▸ **Required actions**
a. In the text on Kafka's disk log, what does the recoverOnStartup method do after a crash?
b. Mark each statement about the text on Kafka's disk log as yes or no: (i) The producer batches messages on disk. (ii) The text will skip replication. (iii) The workshop happens in two weeks.
c. Carry on the text on Kafka's disk log from its final sentence.

---------- Text block ----------

As I got positive feedback on mixing the pseudocode (no-offence TypeScript!) with the concept explanation, let’s try to show that flow today!
Of course, we won’t replicate all real Kafka complexities (replication, huge batch format, time-based files rolling, etc.), but we try to be close enough logically to explain it and get closer to the backbone.
By the end, we’ll have:
A minimal producer that batches messages in memory.
A segmented log class that writes these batches in an append-only manner.
A small fsync toggle to ensure data is physically on disk (or rely on OS caching).
A recoverOnStartup method that checks for partial writes if a crash occurred and truncates them.
We’ll also discuss why each piece exists and how that gives you a closer look at tooling internals.
If you’re not into Kafka, that’s fine. This article can help you understand how other messaging tools are using disk, WAL, to keep their guarantees!
Before we jump into the topic, a short sidetrack. Or, actually, two.
First, I invite you to join my online workshop, Practical Introduction to Event Sourcing. I think you got a dedicated email about it, so let me just link here to the page with details and a special 10% discount for you. It’s available through this link: https://ti.to/on3/dddacademy/discount/Oskar. Be quick, as the workshop will happen in precisely 2 weeks!

---------- Stored rows ----------

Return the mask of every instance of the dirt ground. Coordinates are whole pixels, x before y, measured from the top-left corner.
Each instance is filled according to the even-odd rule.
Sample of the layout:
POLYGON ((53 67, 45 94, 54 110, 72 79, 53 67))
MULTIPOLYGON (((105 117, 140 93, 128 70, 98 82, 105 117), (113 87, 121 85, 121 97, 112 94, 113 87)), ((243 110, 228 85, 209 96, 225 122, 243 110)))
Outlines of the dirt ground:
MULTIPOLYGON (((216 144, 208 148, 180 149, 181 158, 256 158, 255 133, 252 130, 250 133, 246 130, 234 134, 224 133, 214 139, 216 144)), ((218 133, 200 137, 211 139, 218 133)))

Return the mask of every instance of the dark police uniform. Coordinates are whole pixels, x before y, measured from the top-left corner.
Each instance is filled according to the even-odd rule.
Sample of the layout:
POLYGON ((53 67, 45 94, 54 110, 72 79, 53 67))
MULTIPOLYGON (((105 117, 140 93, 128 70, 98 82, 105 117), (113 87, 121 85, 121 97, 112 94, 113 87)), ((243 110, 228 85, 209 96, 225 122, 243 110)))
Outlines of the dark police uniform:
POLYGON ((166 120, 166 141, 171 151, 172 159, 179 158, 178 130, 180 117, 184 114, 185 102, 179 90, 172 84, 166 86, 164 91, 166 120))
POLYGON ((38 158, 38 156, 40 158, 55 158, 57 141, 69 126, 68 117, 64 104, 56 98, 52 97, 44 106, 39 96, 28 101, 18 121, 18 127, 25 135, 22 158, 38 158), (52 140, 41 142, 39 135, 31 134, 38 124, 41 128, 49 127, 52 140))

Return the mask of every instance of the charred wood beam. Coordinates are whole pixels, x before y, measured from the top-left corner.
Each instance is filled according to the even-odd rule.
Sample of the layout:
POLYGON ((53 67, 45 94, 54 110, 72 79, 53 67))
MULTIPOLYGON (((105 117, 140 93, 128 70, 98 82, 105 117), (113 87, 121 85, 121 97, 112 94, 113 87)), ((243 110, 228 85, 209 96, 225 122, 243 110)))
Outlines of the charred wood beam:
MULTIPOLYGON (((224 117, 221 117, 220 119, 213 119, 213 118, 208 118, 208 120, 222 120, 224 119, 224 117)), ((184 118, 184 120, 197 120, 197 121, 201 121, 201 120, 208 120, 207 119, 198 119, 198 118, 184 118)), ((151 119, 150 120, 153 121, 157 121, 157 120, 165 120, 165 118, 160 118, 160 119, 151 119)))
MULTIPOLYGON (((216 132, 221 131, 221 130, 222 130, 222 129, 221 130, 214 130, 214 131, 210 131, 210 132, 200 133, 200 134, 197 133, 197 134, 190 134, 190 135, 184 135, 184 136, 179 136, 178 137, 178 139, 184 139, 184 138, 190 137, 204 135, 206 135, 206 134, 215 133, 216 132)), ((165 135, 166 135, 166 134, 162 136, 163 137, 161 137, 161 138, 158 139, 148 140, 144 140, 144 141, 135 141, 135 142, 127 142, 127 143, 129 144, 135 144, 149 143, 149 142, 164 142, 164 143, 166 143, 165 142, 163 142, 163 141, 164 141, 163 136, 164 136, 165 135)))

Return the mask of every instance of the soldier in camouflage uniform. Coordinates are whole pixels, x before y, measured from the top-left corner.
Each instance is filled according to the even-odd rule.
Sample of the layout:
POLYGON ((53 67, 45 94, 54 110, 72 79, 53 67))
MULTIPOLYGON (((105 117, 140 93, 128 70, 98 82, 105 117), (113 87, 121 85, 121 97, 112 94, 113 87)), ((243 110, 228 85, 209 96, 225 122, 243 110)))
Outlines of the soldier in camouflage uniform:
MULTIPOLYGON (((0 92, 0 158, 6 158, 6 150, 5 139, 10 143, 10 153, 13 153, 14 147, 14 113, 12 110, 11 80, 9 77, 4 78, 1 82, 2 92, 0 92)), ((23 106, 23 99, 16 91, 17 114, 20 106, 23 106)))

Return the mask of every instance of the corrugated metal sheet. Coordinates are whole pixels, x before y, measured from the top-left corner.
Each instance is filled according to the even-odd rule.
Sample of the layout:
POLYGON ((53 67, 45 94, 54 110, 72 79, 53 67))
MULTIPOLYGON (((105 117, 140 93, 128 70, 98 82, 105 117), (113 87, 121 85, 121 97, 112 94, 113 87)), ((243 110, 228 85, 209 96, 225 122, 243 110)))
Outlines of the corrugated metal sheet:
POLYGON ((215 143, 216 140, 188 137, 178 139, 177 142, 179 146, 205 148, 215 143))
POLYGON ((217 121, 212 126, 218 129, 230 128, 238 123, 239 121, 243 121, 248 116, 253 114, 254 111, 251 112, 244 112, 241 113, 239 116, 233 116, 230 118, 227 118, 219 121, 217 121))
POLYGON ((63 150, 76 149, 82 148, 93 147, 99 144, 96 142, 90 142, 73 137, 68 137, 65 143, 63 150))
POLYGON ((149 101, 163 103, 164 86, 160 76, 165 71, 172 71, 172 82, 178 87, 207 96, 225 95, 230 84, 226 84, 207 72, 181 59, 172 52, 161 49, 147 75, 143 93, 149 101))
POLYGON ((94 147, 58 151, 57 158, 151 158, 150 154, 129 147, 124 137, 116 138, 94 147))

----------

▸ **Results for each task**
a. It checks for partial writes and truncates them.

b.
(i) No: "A minimal producer that batches messages in memory."
(ii) Yes: "we won’t replicate all real Kafka complexities (replication, huge batch format, time-based files rolling, etc.)"
(iii) Yes: "the workshop will happen in precisely 2 weeks!"

c.
Secondly, we just released the stable version of the MongoDB event store in Emmett. I wrote a detailed article explaining how we did it and how you can do it. Since you’re here, you’ll surely like such nerd sniping.
See: https://event-driven.io/en/mongodb_event_store/
Making it consistent and performant was challenging, so I think that's an interesting read. If you're considering using key-value databases like DynamoDB and CosmosDB, this article can outline the challenges and solutions.
My first choice is still on PostgreSQL, but I'm happy with the MongoDB implementation we came up with.
If MongoDB is already part of your tech stack and the constraints outlined in the article are not deal-breakers, this approach can deliver a pragmatic, production-friendly solution that balances performance, simplicity, and developer familiarity.
Ok, going back to our Kafka thing!
Producer Batching: The First Step
When your code calls producer.send, real Kafka doesn’t instantly push that single message to the broker. Instead, it accumulates messages into batches to reduce overhead.
For example, if batch.size is set to 16 KB, Kafka’s producer library tries to fill up to 16 KB of messages for a particular partition or wait until the time defined in linger.ms it’s not full, so before sending them as one record batch, this drastically improves throughput, though it can add slight latency.
Below is a pseudocode that demonstrates why we do batching at all—not storing anything on disk or network, but collecting messages until we decide to flush:
class SimpleInMemoryProducer {
private buffer: Buffer[] = [];
constructor(private broker: Broker, private maxBatchSize: number) {}
send(msg: Buffer): void {
if (this.buffer.length + message.length > this.maxBatchSize) {
this.flush();
}
this.buffer.push(msg);
}
flush(): void {
if (this.buffer.length === 0) return;
broker.send(this.buffer);
this.buffer = [];
}
}
In real Kafka, we’d have compression, partitioner logic, etc. But the concept stands: accumulate messages → send them in bigger chunks.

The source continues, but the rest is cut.